### Text segment
%%
Ryan is asking local elected officials and community leaders to do their part to echo his message residents: to do their part to stop the spread.

“We are going to be redoubling our efforts as a county in collaboration with all of you. We’re going to continue to try to increase our public communication about this to all of our residents to make sure they understand and take action,” says Ryan. “We’re, likely, we’ll release one or more PSAs through the Health Department, so as those come out we will share those and ask your help in sharing those.”

Mayors, supervisors, legislators and school superintendents were among the 41 people who participated in the call, including Republican Plattekill Town Supervisor Joseph Croce.

“We’ve, we’ve been pretty vigilant about trying to stay on top of it. I do participate. They were having those conference calls three times a week and, when things died down, they went to once a week. I’ve participated in them, in a large majority of those calls,” says Croce. “We have a very good web site. I am in the process today of putting together a message to our residents, bringing them up to speed and trying to make them aware of the recent surge in cases and certainly a surge in cases here in Plattekill.”

The City of Kingston has the highest number of the cases in the county, at 53. Plattekill is second.
%%
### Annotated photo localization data
%%
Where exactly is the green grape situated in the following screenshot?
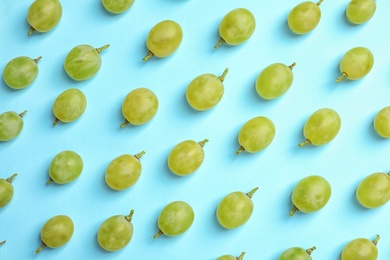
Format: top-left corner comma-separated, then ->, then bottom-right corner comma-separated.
153,201 -> 195,238
336,47 -> 374,82
34,215 -> 74,254
345,0 -> 376,24
105,151 -> 145,190
27,0 -> 62,35
97,210 -> 134,251
186,69 -> 228,111
214,8 -> 256,48
3,56 -> 42,89
0,173 -> 17,208
0,110 -> 27,142
121,88 -> 158,127
53,88 -> 87,126
236,116 -> 275,154
143,20 -> 183,61
216,187 -> 258,229
64,44 -> 110,81
46,150 -> 84,184
356,172 -> 390,208
290,175 -> 332,216
341,235 -> 380,260
298,108 -> 341,147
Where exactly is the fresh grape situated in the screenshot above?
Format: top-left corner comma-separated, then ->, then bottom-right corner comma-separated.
186,69 -> 228,111
336,47 -> 374,82
3,56 -> 42,89
256,62 -> 295,99
121,88 -> 158,127
53,88 -> 87,125
143,20 -> 183,61
168,139 -> 208,176
214,8 -> 256,48
290,175 -> 332,216
97,210 -> 134,251
154,201 -> 195,238
298,108 -> 341,147
236,116 -> 275,154
34,215 -> 74,254
216,187 -> 258,229
27,0 -> 62,35
64,44 -> 110,81
105,151 -> 145,190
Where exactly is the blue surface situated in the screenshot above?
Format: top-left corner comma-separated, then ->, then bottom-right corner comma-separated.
0,0 -> 390,260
%%
### What is being asked
In the text about the county conference call, which place has the highest number of cases in the county?

### Exercise answer
The City of Kingston, with 53 cases.